--- Extract provided ---

********************

Conor here: Thomas Neuburger in the following piece focuses on the scourge of lobbyists in DC. Zoom out a little, and I think what he’s getting at is the two-tiered justice system for the economic elite and the rest of us. Powerful lobbyists crafting legislation that benefit the ruling class seems to me a symptom of the wider problem of an entire social system geared around exploitation and the worship of money. And with capital prioritized over all else, we’re getting radical change (albeit not the type Neuburger calls for) with increasingly undemocratic systems everywhere—from the workplace to the university to all levels of government.
One silver lining to the Trump Accelerationists moving fast and breaking things is that when the deregulated casino crashes and burns, it might leave a small opening for the type of radical change Neuburger is calling for—and preferably a lot more than just getting rid of lobbyists— as long as people don’t get hoodwinked by “hope and change” again.
By Thomas Neuburger. Originally published at God’s Spies.
Today is throwback day. On the theme of amending the Constitution without passing amendments, I offer the piece below. I wrote it in 2015, when the world was young and Russians were not irredeemably evil (see Mission: Impossible — Ghost Protocol or X Men: First Class), and Sanders, we thought, might do what Obama wouldn’t.

********************

Source data
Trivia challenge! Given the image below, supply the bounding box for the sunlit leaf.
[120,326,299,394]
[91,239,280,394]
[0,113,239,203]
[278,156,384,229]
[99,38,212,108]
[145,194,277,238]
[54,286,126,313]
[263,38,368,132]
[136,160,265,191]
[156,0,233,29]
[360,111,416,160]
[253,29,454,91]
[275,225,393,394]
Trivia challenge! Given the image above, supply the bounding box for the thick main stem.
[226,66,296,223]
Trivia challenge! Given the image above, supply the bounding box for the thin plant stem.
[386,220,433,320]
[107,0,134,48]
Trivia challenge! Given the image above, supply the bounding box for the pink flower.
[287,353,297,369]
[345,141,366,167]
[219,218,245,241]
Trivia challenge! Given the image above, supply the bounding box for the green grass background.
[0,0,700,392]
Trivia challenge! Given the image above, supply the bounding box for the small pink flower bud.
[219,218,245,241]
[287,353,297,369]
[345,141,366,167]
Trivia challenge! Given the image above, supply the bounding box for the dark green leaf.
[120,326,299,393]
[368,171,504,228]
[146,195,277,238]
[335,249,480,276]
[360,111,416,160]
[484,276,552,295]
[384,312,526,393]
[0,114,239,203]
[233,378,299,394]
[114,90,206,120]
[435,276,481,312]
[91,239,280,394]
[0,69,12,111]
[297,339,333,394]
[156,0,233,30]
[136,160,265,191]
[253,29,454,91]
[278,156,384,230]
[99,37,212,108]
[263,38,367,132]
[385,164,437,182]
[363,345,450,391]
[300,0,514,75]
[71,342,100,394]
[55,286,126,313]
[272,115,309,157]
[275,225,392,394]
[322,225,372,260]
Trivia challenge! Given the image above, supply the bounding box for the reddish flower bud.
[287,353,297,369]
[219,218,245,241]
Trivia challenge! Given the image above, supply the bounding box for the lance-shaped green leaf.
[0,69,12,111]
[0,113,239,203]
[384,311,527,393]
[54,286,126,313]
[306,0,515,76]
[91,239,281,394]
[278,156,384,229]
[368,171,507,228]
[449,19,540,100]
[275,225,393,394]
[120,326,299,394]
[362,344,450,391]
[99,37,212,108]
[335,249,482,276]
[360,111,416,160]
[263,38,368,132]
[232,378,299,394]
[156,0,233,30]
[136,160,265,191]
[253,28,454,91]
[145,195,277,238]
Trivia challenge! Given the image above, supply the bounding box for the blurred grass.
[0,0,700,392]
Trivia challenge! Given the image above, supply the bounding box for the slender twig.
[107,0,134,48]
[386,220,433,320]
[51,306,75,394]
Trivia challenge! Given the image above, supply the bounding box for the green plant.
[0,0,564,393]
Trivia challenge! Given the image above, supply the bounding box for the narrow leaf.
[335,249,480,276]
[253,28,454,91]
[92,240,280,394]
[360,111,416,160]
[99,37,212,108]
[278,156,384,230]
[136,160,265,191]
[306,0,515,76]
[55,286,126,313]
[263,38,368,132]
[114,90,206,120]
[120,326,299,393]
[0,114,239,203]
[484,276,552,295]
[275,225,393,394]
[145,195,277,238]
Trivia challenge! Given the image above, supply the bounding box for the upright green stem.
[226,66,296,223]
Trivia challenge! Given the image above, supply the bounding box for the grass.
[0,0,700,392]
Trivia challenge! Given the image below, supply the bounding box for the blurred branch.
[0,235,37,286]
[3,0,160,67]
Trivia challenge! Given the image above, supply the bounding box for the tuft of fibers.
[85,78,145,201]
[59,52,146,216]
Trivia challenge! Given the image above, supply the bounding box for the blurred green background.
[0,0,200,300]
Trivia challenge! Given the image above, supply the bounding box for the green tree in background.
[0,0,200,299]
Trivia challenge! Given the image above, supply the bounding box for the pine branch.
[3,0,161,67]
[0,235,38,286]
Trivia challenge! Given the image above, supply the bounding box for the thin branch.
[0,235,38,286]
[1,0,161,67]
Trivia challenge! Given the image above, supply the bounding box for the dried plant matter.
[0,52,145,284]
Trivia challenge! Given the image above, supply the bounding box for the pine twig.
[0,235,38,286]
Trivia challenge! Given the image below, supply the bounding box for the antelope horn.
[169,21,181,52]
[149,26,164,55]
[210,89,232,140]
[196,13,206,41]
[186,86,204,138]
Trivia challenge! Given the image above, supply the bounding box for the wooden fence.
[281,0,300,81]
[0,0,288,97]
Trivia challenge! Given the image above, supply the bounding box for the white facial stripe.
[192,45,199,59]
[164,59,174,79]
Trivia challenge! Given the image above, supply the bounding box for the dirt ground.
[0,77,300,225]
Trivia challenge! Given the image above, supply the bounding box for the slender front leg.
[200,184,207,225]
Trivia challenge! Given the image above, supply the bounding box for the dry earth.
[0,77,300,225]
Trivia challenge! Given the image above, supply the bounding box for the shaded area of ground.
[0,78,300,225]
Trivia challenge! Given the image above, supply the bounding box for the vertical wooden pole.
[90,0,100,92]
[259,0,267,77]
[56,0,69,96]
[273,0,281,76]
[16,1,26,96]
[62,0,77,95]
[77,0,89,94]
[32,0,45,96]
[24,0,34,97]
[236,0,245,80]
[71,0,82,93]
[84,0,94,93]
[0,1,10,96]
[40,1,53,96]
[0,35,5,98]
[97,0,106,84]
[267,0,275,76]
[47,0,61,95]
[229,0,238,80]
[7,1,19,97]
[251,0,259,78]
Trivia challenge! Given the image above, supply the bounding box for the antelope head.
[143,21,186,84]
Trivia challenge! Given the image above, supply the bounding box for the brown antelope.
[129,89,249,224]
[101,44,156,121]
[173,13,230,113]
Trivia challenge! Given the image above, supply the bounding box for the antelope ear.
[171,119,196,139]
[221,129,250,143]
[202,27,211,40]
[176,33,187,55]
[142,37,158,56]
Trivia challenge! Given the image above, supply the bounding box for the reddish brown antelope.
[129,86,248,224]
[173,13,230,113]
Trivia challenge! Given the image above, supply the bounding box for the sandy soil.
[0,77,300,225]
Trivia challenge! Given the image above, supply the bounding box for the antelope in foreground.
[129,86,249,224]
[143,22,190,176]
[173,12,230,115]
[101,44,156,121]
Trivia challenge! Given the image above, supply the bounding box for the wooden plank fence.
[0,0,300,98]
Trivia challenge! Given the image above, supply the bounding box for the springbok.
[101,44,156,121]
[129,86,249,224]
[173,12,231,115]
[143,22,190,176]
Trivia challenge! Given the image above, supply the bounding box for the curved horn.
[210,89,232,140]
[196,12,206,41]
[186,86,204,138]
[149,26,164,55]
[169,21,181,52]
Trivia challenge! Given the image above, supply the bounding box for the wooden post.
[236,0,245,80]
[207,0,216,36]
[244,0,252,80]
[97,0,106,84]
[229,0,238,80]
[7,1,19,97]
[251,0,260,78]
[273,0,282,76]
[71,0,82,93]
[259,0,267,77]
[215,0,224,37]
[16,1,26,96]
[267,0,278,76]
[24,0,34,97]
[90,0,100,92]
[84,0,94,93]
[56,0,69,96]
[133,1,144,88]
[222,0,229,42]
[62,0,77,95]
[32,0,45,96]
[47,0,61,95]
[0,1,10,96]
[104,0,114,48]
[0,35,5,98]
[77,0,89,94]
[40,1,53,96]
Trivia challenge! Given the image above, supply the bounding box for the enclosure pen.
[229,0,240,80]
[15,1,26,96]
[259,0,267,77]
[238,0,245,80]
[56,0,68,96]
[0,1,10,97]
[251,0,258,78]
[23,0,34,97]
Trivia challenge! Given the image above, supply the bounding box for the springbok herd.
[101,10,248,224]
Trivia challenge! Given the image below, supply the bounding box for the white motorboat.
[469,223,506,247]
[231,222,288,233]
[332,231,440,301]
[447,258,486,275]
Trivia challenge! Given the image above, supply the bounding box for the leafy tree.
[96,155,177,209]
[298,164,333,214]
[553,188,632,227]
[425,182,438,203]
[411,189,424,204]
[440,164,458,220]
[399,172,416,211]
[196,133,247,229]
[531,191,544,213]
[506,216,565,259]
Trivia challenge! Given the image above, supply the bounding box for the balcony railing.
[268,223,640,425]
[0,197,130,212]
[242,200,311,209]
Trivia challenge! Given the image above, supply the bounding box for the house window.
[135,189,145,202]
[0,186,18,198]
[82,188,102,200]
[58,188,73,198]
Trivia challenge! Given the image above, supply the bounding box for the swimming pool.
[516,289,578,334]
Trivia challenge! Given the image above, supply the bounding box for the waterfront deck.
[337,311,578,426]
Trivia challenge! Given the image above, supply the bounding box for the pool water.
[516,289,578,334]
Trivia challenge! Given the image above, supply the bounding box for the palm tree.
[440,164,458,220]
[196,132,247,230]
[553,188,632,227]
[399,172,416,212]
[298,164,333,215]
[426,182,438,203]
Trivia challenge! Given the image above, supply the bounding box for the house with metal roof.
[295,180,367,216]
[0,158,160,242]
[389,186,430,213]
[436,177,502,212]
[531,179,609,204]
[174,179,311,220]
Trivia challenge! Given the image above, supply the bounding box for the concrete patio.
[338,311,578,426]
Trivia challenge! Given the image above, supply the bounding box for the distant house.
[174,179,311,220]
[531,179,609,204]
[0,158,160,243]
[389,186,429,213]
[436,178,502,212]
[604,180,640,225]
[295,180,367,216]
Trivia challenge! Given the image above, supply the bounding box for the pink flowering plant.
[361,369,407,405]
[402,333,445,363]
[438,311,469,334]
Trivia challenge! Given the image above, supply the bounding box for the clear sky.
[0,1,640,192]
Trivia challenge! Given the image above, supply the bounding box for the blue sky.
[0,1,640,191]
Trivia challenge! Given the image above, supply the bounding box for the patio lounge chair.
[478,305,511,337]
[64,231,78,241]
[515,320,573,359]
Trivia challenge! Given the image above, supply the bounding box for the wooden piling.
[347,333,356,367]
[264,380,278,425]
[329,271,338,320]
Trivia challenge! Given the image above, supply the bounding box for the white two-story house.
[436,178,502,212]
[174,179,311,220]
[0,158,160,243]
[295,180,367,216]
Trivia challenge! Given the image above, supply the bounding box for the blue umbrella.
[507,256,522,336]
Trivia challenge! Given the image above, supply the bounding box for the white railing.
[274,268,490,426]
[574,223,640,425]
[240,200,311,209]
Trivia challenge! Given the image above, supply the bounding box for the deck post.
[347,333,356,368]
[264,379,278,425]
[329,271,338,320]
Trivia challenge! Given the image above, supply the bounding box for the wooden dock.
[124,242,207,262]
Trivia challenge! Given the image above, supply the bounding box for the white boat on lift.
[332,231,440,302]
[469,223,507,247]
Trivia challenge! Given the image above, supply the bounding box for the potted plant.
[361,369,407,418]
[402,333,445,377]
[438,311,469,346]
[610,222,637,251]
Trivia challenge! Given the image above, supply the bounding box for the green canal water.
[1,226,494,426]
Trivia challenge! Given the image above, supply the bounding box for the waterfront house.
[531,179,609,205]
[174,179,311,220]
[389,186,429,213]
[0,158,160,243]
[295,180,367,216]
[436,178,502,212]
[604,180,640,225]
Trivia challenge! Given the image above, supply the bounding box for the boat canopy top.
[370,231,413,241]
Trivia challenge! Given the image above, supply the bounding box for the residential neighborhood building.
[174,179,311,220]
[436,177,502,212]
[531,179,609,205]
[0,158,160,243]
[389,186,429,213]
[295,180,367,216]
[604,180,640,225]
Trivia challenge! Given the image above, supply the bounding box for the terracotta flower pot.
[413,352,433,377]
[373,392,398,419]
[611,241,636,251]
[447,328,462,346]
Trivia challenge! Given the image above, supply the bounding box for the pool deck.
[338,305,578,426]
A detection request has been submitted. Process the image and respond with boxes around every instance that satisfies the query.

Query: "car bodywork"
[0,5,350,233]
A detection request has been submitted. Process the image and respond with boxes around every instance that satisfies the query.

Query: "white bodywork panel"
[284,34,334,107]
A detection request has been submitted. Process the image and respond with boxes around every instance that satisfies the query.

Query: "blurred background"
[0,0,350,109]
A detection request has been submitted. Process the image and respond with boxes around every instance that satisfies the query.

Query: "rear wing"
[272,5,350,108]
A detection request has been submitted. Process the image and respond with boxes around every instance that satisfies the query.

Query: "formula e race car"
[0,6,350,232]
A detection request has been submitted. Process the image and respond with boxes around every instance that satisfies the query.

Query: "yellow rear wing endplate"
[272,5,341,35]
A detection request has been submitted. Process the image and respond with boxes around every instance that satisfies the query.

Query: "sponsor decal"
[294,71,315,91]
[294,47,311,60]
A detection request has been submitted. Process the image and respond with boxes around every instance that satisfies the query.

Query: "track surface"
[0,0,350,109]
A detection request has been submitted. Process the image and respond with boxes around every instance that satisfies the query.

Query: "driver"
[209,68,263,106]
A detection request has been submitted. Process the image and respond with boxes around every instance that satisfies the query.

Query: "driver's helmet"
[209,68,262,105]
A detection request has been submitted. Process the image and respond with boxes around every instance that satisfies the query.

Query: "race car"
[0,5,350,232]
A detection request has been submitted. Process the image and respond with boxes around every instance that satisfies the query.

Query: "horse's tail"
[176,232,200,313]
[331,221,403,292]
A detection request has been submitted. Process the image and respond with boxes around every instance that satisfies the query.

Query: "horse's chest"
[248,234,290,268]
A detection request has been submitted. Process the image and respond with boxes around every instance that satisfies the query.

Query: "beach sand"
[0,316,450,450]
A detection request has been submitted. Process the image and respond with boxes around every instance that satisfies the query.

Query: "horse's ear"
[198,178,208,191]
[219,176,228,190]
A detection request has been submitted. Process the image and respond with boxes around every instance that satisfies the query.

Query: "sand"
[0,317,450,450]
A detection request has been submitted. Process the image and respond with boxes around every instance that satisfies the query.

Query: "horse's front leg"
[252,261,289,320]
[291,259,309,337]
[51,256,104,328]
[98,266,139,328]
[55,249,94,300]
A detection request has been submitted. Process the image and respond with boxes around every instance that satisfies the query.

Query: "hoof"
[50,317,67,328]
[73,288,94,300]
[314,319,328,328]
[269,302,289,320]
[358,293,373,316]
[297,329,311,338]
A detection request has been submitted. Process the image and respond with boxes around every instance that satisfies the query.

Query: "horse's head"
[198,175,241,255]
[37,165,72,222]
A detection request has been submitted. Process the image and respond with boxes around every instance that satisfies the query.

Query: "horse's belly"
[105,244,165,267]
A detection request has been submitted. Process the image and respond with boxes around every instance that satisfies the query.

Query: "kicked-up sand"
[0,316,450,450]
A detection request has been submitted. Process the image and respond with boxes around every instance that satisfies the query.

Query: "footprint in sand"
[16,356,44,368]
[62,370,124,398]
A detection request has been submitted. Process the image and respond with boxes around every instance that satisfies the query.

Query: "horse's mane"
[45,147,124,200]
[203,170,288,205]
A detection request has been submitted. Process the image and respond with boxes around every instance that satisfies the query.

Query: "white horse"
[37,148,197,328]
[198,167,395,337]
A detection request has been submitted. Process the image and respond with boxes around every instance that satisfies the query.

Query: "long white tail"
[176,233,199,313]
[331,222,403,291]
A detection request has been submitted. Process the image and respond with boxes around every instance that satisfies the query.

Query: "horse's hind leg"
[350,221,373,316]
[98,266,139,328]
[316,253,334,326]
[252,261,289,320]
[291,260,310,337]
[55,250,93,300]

********************

--- Things to do ---
a – Where was Thomas Neuburger's lobbyist commentary originally published?
b – Continue the lobbyist commentary from the point where it stops.
The source data is separate material with no connection to the lobbyist commentary.

--- Results of the tasks ---
a – It was originally published at God's Spies.

b –
It leans on a Time magazine piece by Gary Hart, a Democratic politician to the left of 1980s centrists. Hart ran for president in the 1988 contest but was felled by a scandal involving an affair. (The not-so-young may recall Donna Rice. By the way, it looks like Hart was set up, by no less than the infamous Lee Atwater. See this account of an Atwater deathbed confession involving Hart.) In the piece Hart contends that lobbying has become “the fourth branch of government and uses data from 2014 (updated below).
But Hart also raises a larger point — What is corruption? That question is the reason I wrote the original piece. In it I also attempted to tackle a solution to U.S corruption. Turns out our answer is the same one Hercules chose — Noah’s flood. I still think that’s the best fix, and that some alive will be seeing it. Not completely good news.
Below is the piece I wrote then, cut down and lightly edited. It was originally published at Howie Klein’s Down With Tyranny. Enjoy.
***
But first, two definitions. The Augean Stables is a reference to the Fifth Labor of Hercules, one of the Twelve (click to read the context). The task was to clean the king’s stables, which housed 1,000 cattle and which hadn’t been cleaned in 30 years, the life of the man who owned it. Cleaned of what? Surely you know:
[T]he livestock were divinely healthy (immortal) and therefore produced an enormous quantity of dung. These stables had not been cleaned in over 30 years, and over 1,000 cattle lived there. However, Heracles succeeded by rerouting the rivers Alpheus and Peneus to wash out the filth.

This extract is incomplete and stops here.